#### What is expected:
Count the lines in the rows below that contain the word "tree". Give only the number.

#### Input:
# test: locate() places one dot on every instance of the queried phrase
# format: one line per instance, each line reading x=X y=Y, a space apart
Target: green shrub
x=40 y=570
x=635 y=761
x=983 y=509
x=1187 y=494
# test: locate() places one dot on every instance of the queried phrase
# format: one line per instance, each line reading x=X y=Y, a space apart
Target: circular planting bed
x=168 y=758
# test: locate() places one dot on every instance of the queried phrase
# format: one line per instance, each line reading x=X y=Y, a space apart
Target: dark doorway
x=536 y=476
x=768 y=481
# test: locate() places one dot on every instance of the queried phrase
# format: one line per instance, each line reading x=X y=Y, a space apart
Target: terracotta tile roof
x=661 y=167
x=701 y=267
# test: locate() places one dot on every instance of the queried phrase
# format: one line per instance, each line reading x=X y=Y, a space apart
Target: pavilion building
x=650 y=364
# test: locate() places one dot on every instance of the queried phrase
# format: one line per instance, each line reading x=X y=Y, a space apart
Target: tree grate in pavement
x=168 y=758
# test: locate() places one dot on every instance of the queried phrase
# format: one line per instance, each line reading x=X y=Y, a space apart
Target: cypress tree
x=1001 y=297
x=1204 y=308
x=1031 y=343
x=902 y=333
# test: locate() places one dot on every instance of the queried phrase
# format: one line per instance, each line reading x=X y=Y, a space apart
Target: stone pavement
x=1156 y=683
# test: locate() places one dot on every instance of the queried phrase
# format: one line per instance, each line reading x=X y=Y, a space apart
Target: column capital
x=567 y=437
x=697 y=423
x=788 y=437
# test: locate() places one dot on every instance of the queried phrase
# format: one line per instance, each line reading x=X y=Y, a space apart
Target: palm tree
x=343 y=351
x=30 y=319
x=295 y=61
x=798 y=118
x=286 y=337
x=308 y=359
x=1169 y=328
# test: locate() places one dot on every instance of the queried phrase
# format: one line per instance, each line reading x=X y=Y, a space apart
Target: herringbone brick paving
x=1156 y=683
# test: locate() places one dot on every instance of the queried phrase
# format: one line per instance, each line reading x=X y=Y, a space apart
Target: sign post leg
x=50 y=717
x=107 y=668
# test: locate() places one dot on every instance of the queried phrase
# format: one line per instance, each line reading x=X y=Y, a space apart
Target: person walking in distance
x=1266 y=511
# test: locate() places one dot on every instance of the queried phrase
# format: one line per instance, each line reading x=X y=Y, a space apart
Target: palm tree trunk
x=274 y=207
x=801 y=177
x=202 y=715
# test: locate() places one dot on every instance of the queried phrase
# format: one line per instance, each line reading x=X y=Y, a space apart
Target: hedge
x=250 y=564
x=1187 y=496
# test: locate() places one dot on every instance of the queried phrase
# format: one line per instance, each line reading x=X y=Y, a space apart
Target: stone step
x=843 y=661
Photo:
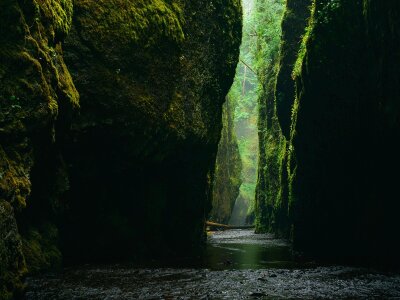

#### Final answer:
4